Extrait
• • • • • • •

Les races bovines gasconnes n’ont pas échappé à la sélection génétique qui a permis d’obtenir des animaux adaptés à la production intensive de viande et de lait. Lorsqu’on a encore la chance de voir des troupeaux dans les prés, ce sont le plus souvent des Blondes d’Aquitaine pour leur viande ou des Piguetas (Française-Frisonne Pie Noire) pour leur lait.

Pourtant, la Gascogne est le berceau de nombreuses races locales parfaitement adaptées aux conditions de chaque territoire. Elles ont failli disparaitre dans les années 1960. Des passionnés cherchent aujourd’hui à les sauver et à les réhabiliter.

Les races gasconnes menacées de disparition

Etude des variations de structure du génome bovin (Doc INRA)
Etude des variations de structure du génome bovin (Doc INRA)

Les races bovines gasconnes sont victimes de la mécanisation de l’agriculture qui délaisse les animaux de trait. Le cheptel s’oriente vers la production de lait et de viande entrainant l’apparition de races plus productives.

Déjà, le plan Monnet de 1947 prône la simplification du cheptel français par la diminution du nombre de races locales. La nécessité de nourrir la population au sortir de la guerre conduit à la spécialisation et à la standardisation du cheptel.

Gène bovin
Gène bovin

La loi du 28 décembre 1966 sur l’élevage est défendue par Jacques Poly (1927-1997). Fondateur du département génétique animal et PDG de l’INRA, il a pour objectifs d’améliorer le progrès génétique par le biais de l’insémination artificielle et la traçabilité des semences. Elle va entrainer une forte diminution du cheptel des races bovines gasconnes.

• • • • • • •

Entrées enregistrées
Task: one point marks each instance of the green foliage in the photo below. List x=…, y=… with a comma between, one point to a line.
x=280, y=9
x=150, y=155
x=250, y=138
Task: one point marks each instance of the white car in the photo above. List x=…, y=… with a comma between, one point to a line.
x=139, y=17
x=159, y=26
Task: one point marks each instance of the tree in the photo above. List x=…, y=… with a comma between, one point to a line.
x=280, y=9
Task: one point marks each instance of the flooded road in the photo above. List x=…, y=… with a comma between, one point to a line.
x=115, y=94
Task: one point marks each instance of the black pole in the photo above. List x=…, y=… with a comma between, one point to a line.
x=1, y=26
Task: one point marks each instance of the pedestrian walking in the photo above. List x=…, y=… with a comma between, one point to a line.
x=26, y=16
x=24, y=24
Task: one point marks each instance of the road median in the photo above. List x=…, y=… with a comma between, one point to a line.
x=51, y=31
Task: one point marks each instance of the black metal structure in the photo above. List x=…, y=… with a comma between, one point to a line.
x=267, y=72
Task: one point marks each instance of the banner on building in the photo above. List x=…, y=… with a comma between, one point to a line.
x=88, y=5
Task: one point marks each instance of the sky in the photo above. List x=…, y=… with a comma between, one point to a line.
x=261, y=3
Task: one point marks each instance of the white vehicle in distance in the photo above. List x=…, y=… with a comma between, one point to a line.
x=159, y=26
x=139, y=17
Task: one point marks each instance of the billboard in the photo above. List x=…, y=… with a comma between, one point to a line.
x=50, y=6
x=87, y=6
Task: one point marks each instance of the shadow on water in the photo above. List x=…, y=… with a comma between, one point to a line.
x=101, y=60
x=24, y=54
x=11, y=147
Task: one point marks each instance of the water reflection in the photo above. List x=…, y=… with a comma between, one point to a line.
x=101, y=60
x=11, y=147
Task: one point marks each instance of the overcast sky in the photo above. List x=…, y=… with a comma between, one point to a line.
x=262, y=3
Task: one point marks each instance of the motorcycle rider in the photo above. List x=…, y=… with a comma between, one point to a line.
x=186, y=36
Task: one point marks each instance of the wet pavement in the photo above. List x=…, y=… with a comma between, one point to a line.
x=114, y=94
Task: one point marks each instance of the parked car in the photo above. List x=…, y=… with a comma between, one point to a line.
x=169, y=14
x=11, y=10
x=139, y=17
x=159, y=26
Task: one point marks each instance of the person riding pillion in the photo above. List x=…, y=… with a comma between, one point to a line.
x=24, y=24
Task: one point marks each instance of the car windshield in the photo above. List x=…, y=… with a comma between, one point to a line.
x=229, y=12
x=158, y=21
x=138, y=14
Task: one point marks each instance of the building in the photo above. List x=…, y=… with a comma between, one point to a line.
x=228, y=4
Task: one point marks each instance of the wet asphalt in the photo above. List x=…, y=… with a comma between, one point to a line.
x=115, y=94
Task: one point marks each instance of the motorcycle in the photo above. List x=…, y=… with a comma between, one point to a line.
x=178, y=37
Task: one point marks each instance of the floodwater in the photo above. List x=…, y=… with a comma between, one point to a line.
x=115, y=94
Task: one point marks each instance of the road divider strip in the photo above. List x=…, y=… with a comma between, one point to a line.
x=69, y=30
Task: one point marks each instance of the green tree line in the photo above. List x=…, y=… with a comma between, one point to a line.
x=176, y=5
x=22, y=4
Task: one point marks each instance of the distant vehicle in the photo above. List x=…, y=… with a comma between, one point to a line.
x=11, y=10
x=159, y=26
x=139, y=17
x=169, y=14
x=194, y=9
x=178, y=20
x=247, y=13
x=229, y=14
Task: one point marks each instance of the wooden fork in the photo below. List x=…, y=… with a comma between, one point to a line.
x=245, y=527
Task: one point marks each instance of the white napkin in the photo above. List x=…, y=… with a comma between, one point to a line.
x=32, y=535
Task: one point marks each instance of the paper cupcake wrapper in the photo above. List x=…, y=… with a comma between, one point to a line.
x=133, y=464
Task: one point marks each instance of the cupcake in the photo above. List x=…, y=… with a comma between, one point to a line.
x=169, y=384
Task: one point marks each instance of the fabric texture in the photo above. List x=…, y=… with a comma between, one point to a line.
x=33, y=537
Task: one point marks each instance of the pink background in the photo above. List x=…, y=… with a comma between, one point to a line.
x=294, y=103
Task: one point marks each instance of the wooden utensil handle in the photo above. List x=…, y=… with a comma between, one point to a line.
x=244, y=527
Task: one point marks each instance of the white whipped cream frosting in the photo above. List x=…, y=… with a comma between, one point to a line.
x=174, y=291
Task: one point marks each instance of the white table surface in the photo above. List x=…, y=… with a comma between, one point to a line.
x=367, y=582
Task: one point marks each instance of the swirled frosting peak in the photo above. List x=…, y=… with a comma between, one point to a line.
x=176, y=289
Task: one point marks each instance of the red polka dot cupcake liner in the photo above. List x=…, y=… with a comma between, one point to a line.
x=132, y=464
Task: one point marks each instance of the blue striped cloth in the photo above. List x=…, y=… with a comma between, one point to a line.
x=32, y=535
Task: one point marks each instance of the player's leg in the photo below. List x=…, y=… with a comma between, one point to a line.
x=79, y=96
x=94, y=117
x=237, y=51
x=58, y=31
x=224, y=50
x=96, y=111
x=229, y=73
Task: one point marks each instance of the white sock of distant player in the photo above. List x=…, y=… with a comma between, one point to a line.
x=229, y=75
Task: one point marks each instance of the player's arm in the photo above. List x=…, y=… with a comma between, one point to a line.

• • • • • • •

Exercices
[1] Remplacez « one point to a line » par « one point per line » dans les lignes enregistrées, de celle qui contient « Task: one point marks each instance of the player's leg » jusqu'à la dernière ligne des entrées enregistrées incluse, sans rien modifier d'autre. Recopiez uniquement ces lignes.
[2] Poursuivez l'extrait sur les races bovines gasconnes à partir de sa dernière phrase.
Ces lignes n'ont aucun rapport avec l'extrait sur les races bovines gasconnes.

Corrigés
[1]
Task: one point marks each instance of the player's leg in the photo below. List x=…, y=… with a comma between, one point per line.
x=79, y=96
x=94, y=117
x=237, y=51
x=58, y=31
x=224, y=50
x=96, y=111
x=229, y=73
Task: one point marks each instance of the white sock of distant player in the photo above. List x=…, y=… with a comma between, one point per line.
x=229, y=75
Task: one point marks each instance of the player's arm in the photo above. List x=…, y=… with a comma between, one point per line.

[2]
Pourtant, en 1972, Bertrand Vissac (1931-2004), chercheur à l’INRA, met en évidence le risque de disparition des races locales et de la ressource génétique qu’il faut sauvegarder. En 1977, le ministère de l’agriculture consacre pour la première fois un petit budget pour la conservation des races locales. L’idée fait son chemin. En 1983 est créé le Bureau des Ressources Génétiques et, en 1999, la Cryo banque nationale pour la conservation des semences.

Ainsi, grâce à la banque de génétique, les races locales gasconnes sont en voie de sauvetage. Elles sont au cœur des préoccupations agro-environnementales et économiques.

Les races bovines gasconnes

Les races bovines gasconnes sont encore nombreuses dans les fermes dans les années 1960. Les animaux font partie de la famille et chacune a son prénom : Mascarine, Haubine, etc. Puis, les animaux deviennent des objets de production qui répondent à des standards à la Tonne de lait ou au Kg de carcasse.

L’Aura Sent Gironç ou l’Aure Saint-Girons

La Casta
La Casta

Parmi les races bovines locales, il y a l’Aure-Saint-Girons, plus connue sous le nom de Casta en raison de la couleur de sa robe proche de celle de la castanha/châtaigne. On la trouve dans les vallées entre le Couserans où on l’appelle encore castillonaise et le pays de Lourdes. C’est elle qui donnait son lait pour l’Ostet, le fromage de Bethmale fabriqué l’hiver quand les vaches étaient à l’étable. Au XIXe siècle, elle alimentait les laiteries de Toulouse qui venaient l’acheter à foire de Tarascon.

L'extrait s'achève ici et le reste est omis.